▶ _EXERCISE PROMPT_
Every record below is to be retyped exactly.
[Opening INPUT FOR THIS TASK section]
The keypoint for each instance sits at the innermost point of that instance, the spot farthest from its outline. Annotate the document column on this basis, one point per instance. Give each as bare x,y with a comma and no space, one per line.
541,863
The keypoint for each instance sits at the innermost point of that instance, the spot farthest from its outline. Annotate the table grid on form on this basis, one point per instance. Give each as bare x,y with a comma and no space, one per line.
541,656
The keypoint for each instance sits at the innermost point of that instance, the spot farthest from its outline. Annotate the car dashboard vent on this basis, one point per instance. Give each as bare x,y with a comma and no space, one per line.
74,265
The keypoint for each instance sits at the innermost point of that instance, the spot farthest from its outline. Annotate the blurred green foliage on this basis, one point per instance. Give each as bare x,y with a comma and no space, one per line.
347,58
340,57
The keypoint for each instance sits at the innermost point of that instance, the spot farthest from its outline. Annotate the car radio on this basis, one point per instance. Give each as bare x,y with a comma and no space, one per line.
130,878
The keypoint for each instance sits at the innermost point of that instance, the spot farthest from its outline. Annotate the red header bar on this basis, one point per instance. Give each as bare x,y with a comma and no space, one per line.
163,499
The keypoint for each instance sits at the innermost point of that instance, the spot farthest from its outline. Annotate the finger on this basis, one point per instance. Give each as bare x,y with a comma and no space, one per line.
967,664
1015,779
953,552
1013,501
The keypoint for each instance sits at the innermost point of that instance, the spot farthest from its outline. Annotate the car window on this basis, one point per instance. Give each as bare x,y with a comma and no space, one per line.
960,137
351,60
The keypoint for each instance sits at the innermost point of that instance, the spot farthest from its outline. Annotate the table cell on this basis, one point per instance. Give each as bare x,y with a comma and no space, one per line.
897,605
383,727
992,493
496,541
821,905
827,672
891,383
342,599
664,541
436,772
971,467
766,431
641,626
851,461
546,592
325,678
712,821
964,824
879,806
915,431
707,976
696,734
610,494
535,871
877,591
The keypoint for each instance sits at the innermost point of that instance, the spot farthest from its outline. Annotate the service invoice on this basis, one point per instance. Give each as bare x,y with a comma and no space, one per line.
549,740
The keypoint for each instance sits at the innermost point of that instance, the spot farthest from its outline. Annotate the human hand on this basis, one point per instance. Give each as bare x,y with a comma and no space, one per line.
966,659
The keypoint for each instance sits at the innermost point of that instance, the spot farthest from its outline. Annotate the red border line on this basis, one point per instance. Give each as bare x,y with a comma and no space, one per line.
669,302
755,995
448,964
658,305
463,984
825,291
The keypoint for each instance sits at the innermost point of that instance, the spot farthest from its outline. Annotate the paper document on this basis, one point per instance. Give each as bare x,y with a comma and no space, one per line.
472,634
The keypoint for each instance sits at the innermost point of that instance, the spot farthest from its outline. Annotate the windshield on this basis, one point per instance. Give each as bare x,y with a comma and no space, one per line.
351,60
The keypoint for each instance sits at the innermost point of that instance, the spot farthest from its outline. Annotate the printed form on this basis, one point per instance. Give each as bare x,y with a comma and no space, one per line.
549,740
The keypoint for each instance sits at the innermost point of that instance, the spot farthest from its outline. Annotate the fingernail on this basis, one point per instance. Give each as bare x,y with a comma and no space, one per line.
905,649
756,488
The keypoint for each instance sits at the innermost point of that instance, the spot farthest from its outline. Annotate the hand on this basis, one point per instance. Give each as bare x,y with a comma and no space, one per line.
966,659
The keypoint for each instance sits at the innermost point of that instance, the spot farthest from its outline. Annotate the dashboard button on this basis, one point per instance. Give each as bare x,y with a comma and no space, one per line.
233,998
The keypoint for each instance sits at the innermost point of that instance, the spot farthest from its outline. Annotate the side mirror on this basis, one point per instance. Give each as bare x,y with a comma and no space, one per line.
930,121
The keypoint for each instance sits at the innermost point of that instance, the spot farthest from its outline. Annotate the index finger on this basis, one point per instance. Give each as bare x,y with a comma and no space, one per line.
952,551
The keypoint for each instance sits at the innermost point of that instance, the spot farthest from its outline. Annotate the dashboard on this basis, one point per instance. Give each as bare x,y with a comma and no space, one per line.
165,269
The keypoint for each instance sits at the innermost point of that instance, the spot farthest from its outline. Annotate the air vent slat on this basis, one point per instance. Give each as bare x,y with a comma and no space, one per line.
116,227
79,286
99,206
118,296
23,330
[Closing INPUT FOR THIS TASK section]
▶ _RESULT BELOW_
The keypoint for each instance sits at the innermost point of that instance, the spot farthest from its outline. Annotate the document column on this basis, one point per instance. Give each as bare x,y with a comma and no space, one per line.
541,863
The keypoint for each instance sits at the innermost point of that instance, the spot farthest from its outline. Annotate the table grid on form on this basis, one point per instance. Give each as bare x,y with a comma and no space, one per line.
541,656
The keypoint for each instance sits at the innermost point of that instance, the spot farthest from its outline. Annotate the car dashboard vent on this basis, one point per instance. Give each as bare x,y with a comma and no space, one per line.
74,265
The keypoint for each instance sits at the innermost point of that instance, the spot farthest from its outline. Annotate the blurred green foliage on this basis, one point per instance. Give each as bare x,y with a comma and no space, one per line.
347,58
340,57
The keypoint for each instance sits at the innermost point of that instance, the spot farthest from its outline. Annotate the car radio on this basis, one point per instance. Give each as bare x,y with a comma and no space, one per line.
130,878
The keypoint for each instance sits at the innermost point of that instance, the spot farthest from its outline. Annotate the red header bar on this basis, one point per instance. Give each as bare x,y with a comma and no space, one per line.
163,499
The keypoint for each instance sits at the innermost point of that instance, the spot farthest from its outline. Annotate the finger on this basis, one point per instance. Give each as bare x,y with a comma and no space, one per line.
967,664
1015,779
953,552
1013,501
The keypoint for each instance sits at the innermost point of that instance, the spot farthest from its outline. Annotate the car window on this basis, one point per instance. Give each as bare x,y with a comma and no space, one per line.
960,137
351,60
The keypoint for each instance sits at the innermost point of that instance, the spot farthest from its outline. Annotate the table cell on this basis, one point per instance. Give each as bare x,y with a comma and no space, one per line.
897,605
383,727
992,493
496,541
821,905
827,672
891,383
342,599
664,541
436,772
971,467
766,431
641,626
851,461
546,592
325,678
712,821
964,824
879,806
915,431
707,976
696,734
610,494
535,871
877,591
The keypoint for each instance sits at the innermost point of that instance, the spot farthest from its outline. Annotate the service invoice on this basis, one point per instance. Give each as bare x,y with a comma and no space, one per line.
549,740
The keypoint for each instance sits at the innermost point of that instance, the spot farthest from its outline. Annotate the human hand on this basis, one point per instance. Give each as bare x,y with a comma and no space, one per line.
966,659
The keypoint for each instance sits at the innermost point of that instance, the spot farthest from its outline. Annotate the red border line on this basis, one point per instance. Give each as bare x,y with a comma and no space, one per line.
669,302
755,995
448,964
658,305
463,984
825,291
The keypoint for each instance sits at the innermost point of that instance, the spot farthest from its outline. Annotate the paper document on this basis, one point per instance. Give each as bare x,y with a comma and no space, one per line.
472,634
The keypoint for each instance sits at the innermost point of that instance, the spot farthest from its outline. Annotate the windshield on this basis, one point per instance. Give each as bare x,y with a comma and no space, one per line.
351,60
The keypoint for each instance sits at the innermost point of that instance, the spot farthest from its outline. Annotate the printed form on this basis, one point per instance. Give each as bare x,y with a comma and no space, one per line.
549,740
The keypoint for each instance sits at the innermost point of that instance, the spot farthest from its outline. Annotate the fingernail on this basis, one point per instance. Give each as bare x,y with a comma and no space, one per line.
905,649
756,488
The keypoint for each instance sits at the innermost point of that instance, the spot farthest from its outline. Annotate the hand on this basis, one point per instance. Give each as bare x,y with a comma and no space, one per line.
966,659
The keypoint for each instance sits at the innermost point of that instance, the spot farthest from its outline. Annotate the dashboard button on this basis, one point per instance. Give each as bare x,y with a comma and no space, one per line.
233,998
The keypoint for each instance sits at the innermost point of that instance, the spot farthest from its outline. Annotate the side mirror on this basis, one point per instance. Give each as bare x,y with a comma and no space, one per line.
930,121
The keypoint for each instance sits at the innermost point of that instance, the spot farthest from its outline. Annotate the index finger on this basis, one point per instance. Give each as bare x,y with a comma and no space, one per line.
952,551
The keypoint for each instance sits at the innermost point of that instance, the spot farthest from its outline. Annotate the dashboard on this basis, one point per instance. Give each as bare x,y with a comma and no space, one per line.
165,269
The keypoint for each instance sits at the innermost point of that instance, the spot farthest from its outline. Annotate the air vent slat on this basis, one point per instance. Give each as bare x,y with a comma and no space, one per line.
116,227
79,286
99,206
118,296
23,330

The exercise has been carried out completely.